> Exercise aim
Recast every line of the records below as a JSON list of strings, one string per line, leaving out blank lines.
--- Start Excerpted data ---
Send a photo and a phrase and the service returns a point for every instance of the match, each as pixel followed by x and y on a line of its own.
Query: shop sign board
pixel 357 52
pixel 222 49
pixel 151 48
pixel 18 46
--- End Excerpted data ---
> Exercise answer
[
  "Send a photo and a phrase and the service returns a point for every instance of the match, each as pixel followed by x and y on a line of its own.",
  "Query: shop sign board",
  "pixel 357 52",
  "pixel 222 49",
  "pixel 151 48",
  "pixel 18 46"
]